Text block:
-------------------------
Thinking about it a bit more, I don't think it's a bad idea. Just not
sure how it would be implimented.

I have one idea on how to do it with currently available source, but
I'm not sure it's possible. I've asked though, so hopefully I'll have
an answer soon-ish. If it isn't possible to do it in the way I'm
thinking, there may be a bribe of beer or something involved to make
it possible. :P

I'm also wondering (and not able to try it out at the moment) if the
"location" option is available in rules. Usually location is the agent
name or filename the alert came from. If that is indeed an available
option it could help solve the problem of the multiple app01's.

On Fri, Oct 1, 2010 at 12:40 PM, blacklight <vphu...@yahoo.com> wrote:
> The scalability problem comes in two ways:
>
> (1) While all our OSSEC agent hosts have unique FQDN's, the relative
> host name i.e. the name that appears in the agent host syslog for
> example, may not be unique. For example, app01.applesauce.com and
> app01.bananapeel.com have the same relative host name in their
> respective syslogs: app01 We might want app01.applesauce not to block
> the source IP host but we might want app01.bananapeel to do just that.
> So, if the correct syntax for <hostname> is <hostname>app01</
> hostname>, we would be in trouble. I am not sure that using an IP
> address or an FQDN for <hostname> will work because I believe that the
> OSSEC server reads off the <hostname> directly from the log entry.
-------------------------
Dataset extract:
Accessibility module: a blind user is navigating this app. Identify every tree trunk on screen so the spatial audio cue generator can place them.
-------------------------
Jobs:
1 > In the OSSEC mailing-list message, why would the syntax <hostname>app01</hostname> put blacklight "in trouble"? Answer in one to three sentences.
2 > Extend the OSSEC mailing-list message past its final quoted sentence.

Answers:
1 > The hosts app01.applesauce.com and app01.bananapeel.com both appear as "app01" in their syslogs, but blacklight may want only app01.bananapeel to block the source IP host. A rule keyed on "app01" could not tell the two apart.

2 >
>
> (2) Let's say that on a customer subnet, we have five hosts that we
> want to whitelist. We would have to derive a rule for each one of
> them. Right now, we are managing 150+ hosts - I could end up writing
> up quite a few rules :)
>
> There are quite a few situations where we want whitelisting where the
> source or attack IP is a host whose behavior creates log messages on
> the target host that fall under a rule that triggers an active
> response, but where we know the source or attack IP is harmless. We
> definitely would want active response to be triggered to protect the
> target host if the source or attack IP were any other host.
>
> I have done some research in the meantime:
> [ossec-list] Re: Can agents have their own white list which adds to
> the server white list?
> http://www.mail-archive.com/ossec-list@googlegroups.com/msg02761.html
>
> The ossec-list discussion thread (year date 2007) just above seems to
> indicate that the rule method is more fine grained than the outright
> whitelist method, but Peter Abraham's objection to the rule method is
> the same as mine: we are monitoring lots of agents and we could be
> adding to the clutter with as many rules.
>
> Again, if agents could be whitelisted at the agent rather than at the
> server, the manual configuration work would be simpler. Is there a way
> to whitelist at the agent level? If not, is there another option aside
> from the rule method? The whitelist method at the server is too much
> of a blunt instrument for us.
>
>
> On Oct 1, 11:55 am, Michael Starks <ossec-l...@michaelstarks.com>
> wrote:
>> On Fri, 1 Oct 2010 07:36:55 -0700 (PDT), blacklight <vphu...@yahoo.com>
>> wrote:
>>
>> > I just spoke with my boss - the method I ran by you is cumbersome and
>> > lacks scalability. Is there a way to get whitelisting implemented at
>> > the agent level?
>>
>> I'm a bit confused. The rule method is easy to implement on the manager
>> and is effective against the one host, which I understand is your goal.
>> Whitelisting the IP for all active responses is also easy to implement on
>> the manager and easy to do. Where's the scalability problem?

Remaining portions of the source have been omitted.